GOAL OF THE EXERCISE ▸
Write out again only the lines running from the one that contains "label the hoof" to the end of the records below, including both the first and the last.

TASK DATA ▸

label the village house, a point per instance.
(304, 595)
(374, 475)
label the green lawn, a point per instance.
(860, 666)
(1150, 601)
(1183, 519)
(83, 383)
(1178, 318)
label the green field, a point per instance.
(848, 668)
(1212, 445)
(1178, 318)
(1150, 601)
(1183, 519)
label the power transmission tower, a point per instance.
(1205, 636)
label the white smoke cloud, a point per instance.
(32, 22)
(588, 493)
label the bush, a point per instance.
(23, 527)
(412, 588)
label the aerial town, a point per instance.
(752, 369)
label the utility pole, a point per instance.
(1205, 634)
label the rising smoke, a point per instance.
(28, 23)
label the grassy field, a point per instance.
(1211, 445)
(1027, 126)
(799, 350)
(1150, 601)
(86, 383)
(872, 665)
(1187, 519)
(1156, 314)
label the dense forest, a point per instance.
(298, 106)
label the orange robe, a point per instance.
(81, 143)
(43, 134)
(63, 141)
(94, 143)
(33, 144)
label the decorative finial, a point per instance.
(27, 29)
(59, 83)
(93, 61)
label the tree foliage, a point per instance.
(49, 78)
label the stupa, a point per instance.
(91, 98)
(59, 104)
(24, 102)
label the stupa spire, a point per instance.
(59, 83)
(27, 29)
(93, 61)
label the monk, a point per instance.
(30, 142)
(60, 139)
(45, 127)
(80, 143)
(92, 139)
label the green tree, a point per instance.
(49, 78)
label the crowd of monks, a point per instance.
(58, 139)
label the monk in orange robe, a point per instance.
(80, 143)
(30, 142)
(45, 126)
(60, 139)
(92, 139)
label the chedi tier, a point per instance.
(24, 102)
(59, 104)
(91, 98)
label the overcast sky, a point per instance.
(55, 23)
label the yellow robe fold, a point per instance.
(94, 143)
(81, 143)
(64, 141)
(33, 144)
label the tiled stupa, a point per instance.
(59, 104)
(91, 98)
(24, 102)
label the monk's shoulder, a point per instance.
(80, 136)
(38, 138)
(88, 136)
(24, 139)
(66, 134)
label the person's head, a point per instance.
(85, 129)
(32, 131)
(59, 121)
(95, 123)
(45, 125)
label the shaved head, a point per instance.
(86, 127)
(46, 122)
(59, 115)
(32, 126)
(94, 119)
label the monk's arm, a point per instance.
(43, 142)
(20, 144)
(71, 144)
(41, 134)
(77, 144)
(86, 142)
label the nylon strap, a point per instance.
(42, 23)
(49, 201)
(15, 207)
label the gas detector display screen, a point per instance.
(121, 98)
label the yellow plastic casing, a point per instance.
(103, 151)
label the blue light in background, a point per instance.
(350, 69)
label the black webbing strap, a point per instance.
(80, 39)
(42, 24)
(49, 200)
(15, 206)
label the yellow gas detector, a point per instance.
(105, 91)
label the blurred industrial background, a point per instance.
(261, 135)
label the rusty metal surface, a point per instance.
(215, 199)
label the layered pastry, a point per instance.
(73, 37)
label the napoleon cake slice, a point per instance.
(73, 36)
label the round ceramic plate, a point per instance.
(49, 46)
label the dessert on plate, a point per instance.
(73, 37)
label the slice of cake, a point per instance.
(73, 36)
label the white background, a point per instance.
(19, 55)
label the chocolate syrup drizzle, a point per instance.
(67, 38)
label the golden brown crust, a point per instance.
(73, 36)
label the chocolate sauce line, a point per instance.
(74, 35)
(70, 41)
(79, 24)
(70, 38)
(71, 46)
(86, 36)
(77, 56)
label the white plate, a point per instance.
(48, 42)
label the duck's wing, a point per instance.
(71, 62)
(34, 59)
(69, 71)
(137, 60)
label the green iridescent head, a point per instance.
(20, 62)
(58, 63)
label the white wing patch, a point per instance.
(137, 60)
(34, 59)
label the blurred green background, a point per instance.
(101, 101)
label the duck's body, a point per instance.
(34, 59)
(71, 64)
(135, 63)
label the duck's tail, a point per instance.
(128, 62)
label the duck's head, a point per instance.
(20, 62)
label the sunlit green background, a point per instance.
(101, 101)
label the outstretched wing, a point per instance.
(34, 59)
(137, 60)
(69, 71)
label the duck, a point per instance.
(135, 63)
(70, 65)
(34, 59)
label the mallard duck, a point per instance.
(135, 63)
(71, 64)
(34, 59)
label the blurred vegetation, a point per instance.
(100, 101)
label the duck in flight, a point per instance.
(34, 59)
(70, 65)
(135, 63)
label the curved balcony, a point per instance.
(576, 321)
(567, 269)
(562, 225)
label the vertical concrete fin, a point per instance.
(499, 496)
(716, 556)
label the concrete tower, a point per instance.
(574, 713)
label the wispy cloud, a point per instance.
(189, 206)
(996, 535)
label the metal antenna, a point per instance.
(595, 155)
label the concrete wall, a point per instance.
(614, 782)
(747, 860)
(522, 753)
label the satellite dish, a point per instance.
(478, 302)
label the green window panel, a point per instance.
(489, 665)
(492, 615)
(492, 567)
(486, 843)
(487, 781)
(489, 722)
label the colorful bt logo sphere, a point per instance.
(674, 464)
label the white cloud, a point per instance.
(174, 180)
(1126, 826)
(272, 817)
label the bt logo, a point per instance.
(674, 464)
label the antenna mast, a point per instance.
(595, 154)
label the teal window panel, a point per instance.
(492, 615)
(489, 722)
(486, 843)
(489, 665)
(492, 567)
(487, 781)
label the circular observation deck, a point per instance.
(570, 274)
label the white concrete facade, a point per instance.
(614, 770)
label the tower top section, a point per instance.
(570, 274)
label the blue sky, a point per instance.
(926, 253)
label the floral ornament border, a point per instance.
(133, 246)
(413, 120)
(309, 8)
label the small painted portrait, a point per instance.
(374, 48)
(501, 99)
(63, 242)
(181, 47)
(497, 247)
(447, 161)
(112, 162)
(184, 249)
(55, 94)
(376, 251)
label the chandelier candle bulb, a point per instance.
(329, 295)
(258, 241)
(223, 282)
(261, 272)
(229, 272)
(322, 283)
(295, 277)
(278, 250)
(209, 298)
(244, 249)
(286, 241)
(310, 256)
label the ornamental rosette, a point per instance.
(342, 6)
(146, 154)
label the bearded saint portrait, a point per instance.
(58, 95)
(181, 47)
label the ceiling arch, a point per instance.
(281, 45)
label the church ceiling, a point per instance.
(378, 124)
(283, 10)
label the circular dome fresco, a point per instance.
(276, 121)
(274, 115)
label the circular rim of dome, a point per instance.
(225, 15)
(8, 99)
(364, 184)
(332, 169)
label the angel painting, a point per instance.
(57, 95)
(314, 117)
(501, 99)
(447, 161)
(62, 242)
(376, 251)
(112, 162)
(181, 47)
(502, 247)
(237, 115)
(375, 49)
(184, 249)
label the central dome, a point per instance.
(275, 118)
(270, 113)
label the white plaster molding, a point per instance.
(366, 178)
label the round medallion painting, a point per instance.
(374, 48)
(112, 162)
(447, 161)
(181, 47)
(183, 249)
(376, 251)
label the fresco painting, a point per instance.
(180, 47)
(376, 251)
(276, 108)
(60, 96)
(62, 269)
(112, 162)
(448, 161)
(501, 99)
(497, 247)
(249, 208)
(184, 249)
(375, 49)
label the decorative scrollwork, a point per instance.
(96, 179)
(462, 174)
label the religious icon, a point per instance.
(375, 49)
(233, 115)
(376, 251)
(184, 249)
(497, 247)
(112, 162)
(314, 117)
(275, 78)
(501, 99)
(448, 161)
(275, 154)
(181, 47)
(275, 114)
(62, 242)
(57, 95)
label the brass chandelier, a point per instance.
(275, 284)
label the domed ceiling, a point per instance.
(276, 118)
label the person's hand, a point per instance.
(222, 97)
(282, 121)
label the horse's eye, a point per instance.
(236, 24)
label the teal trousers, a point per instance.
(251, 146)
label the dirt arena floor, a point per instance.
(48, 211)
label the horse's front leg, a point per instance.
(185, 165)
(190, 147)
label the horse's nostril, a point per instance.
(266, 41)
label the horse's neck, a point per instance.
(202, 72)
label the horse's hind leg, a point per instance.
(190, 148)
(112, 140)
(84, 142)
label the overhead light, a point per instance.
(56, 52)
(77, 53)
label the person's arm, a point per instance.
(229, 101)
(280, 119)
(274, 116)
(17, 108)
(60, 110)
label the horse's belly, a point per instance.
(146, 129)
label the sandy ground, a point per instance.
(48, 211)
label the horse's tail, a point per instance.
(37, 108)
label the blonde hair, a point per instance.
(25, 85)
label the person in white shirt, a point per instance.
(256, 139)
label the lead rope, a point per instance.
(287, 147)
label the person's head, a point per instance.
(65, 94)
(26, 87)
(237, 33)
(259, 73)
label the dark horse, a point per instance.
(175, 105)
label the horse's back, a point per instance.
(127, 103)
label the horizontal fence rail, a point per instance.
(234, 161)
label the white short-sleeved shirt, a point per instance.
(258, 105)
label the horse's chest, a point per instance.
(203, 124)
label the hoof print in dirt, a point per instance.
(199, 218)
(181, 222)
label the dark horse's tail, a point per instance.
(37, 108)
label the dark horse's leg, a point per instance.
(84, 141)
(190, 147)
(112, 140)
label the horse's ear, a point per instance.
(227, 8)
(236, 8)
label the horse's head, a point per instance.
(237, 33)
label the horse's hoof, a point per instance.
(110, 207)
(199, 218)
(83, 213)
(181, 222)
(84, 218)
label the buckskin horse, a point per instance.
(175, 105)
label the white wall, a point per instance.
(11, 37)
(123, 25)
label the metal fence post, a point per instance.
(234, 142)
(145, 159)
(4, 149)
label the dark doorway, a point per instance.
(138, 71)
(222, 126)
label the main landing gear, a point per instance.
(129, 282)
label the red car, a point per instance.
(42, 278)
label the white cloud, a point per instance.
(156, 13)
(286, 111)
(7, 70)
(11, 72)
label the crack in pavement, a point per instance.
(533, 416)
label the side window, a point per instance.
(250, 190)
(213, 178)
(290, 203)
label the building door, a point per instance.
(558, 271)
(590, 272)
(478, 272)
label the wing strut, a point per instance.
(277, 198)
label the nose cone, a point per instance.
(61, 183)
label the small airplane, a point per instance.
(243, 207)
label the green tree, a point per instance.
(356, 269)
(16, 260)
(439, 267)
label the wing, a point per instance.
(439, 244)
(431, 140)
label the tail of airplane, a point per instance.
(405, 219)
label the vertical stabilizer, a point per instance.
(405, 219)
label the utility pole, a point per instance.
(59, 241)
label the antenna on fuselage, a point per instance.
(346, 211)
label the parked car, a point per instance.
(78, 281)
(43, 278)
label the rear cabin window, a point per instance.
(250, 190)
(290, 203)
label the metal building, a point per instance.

ANSWER FOR THIS EXERCISE ▸
label the hoof print in dirt, a point per instance.
(199, 218)
(181, 222)
label the dark horse's tail, a point per instance.
(37, 108)
label the dark horse's leg, a point per instance.
(84, 141)
(190, 147)
(112, 140)
label the horse's ear, a point per instance.
(227, 8)
(236, 8)
label the horse's head, a point per instance.
(237, 33)
label the horse's hoof, a point per instance.
(110, 207)
(199, 218)
(83, 213)
(181, 222)
(84, 218)
label the buckskin horse, a point per instance.
(175, 105)
label the white wall, a point per instance.
(11, 37)
(123, 25)
label the metal fence post, a point per instance.
(234, 142)
(145, 159)
(4, 149)
label the dark doorway, a point per instance.
(138, 71)
(222, 126)
label the main landing gear, a point per instance.
(129, 282)
label the red car, a point per instance.
(42, 278)
label the white cloud, a point per instance.
(156, 13)
(286, 111)
(7, 70)
(11, 72)
label the crack in pavement, a point per instance.
(533, 416)
label the side window, a point per instance.
(250, 190)
(213, 178)
(290, 203)
label the building door, a point per instance.
(558, 271)
(590, 272)
(478, 272)
label the wing strut, a point per instance.
(277, 198)
label the nose cone, a point per instance.
(61, 183)
label the small airplane, a point per instance.
(243, 207)
label the green tree, a point per instance.
(356, 269)
(16, 260)
(439, 267)
label the wing, a point per instance.
(439, 244)
(431, 140)
label the tail of airplane, a point per instance.
(405, 219)
label the vertical stabilizer, a point per instance.
(405, 219)
label the utility pole, a point per instance.
(59, 241)
label the antenna on fuselage, a point per instance.
(346, 211)
label the parked car, a point per instance.
(78, 281)
(43, 278)
label the rear cabin window, a point per instance.
(250, 190)
(290, 203)
label the metal building, a point per instance.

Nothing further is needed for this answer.